What is required
Every line of the listing below needs to be reproduced exactly.

+--

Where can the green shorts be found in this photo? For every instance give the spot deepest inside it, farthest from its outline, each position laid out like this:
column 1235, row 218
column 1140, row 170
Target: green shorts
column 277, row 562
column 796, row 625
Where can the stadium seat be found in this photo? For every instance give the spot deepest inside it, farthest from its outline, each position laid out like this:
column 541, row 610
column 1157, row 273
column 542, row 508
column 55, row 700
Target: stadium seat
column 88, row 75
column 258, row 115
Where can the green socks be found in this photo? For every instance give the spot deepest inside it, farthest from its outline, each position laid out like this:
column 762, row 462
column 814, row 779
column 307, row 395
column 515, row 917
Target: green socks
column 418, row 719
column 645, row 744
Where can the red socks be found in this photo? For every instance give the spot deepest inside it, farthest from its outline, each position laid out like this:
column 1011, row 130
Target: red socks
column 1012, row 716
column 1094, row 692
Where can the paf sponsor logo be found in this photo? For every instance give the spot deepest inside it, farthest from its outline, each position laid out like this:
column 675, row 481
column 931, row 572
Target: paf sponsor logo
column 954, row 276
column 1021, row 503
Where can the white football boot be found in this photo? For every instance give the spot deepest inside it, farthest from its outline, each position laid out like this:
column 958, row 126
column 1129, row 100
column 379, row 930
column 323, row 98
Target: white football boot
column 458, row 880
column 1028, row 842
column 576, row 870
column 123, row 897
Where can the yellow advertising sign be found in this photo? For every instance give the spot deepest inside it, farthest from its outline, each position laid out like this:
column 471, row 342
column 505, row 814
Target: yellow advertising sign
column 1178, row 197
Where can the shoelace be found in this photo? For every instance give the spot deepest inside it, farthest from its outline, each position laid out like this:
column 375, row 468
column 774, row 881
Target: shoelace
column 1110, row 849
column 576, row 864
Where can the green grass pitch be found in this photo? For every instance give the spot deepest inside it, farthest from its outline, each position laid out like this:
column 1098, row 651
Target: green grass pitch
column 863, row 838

+--

Solution for this task
Where can the green shorts be found in this photo? For every instance give the spot deepest inside it, farthest from its outline, each position laid out like this:
column 1235, row 218
column 1140, row 170
Target: green shorts
column 277, row 562
column 796, row 625
Where can the stadium seat be found in this photo? For every instance give the spot deepest inside it, farthest from its outline, each position laid out like this:
column 541, row 610
column 1157, row 273
column 542, row 508
column 55, row 700
Target: stadium seat
column 88, row 75
column 258, row 115
Where can the green socks be found in this photo? For every instance give the spot deepest inside it, farthest from its outline, each position laid out like this:
column 762, row 462
column 814, row 779
column 307, row 395
column 515, row 917
Target: green socks
column 418, row 719
column 645, row 744
Where can the red socks be found in this photo? For every instance give the spot deepest inside it, farthest from its outline, each position laid out like this:
column 1011, row 130
Target: red socks
column 1012, row 716
column 1094, row 692
Where can the paf sponsor logo be found in this photo? For every instance give the spot deepest inside it, farthest from its outline, each position laid out like this:
column 675, row 481
column 931, row 572
Target: paf sponsor logo
column 954, row 276
column 1021, row 503
Where can the white football boot be found in this photo? For every instance give the spot deepest inside it, farthest from its outline, each position laid out like this:
column 958, row 126
column 1129, row 100
column 379, row 930
column 323, row 98
Target: white football boot
column 458, row 880
column 1028, row 842
column 576, row 870
column 123, row 897
Where can the yellow advertising sign be found in this photo? For every instance give the spot deepest inside it, farthest from its outline, each position laid out like this:
column 471, row 342
column 505, row 814
Target: yellow advertising sign
column 1178, row 197
Where can the shoelace be found in this photo? For every instance give the spot deepest inside it, farthest from its outline, each position laid out like this:
column 375, row 468
column 774, row 881
Target: shoelace
column 1110, row 849
column 576, row 864
Where can the green grass pitch be found in this photo? For every instance give the spot deepest inside it, farthest from its outline, each position laid out like this:
column 1098, row 651
Target: green grass pitch
column 863, row 838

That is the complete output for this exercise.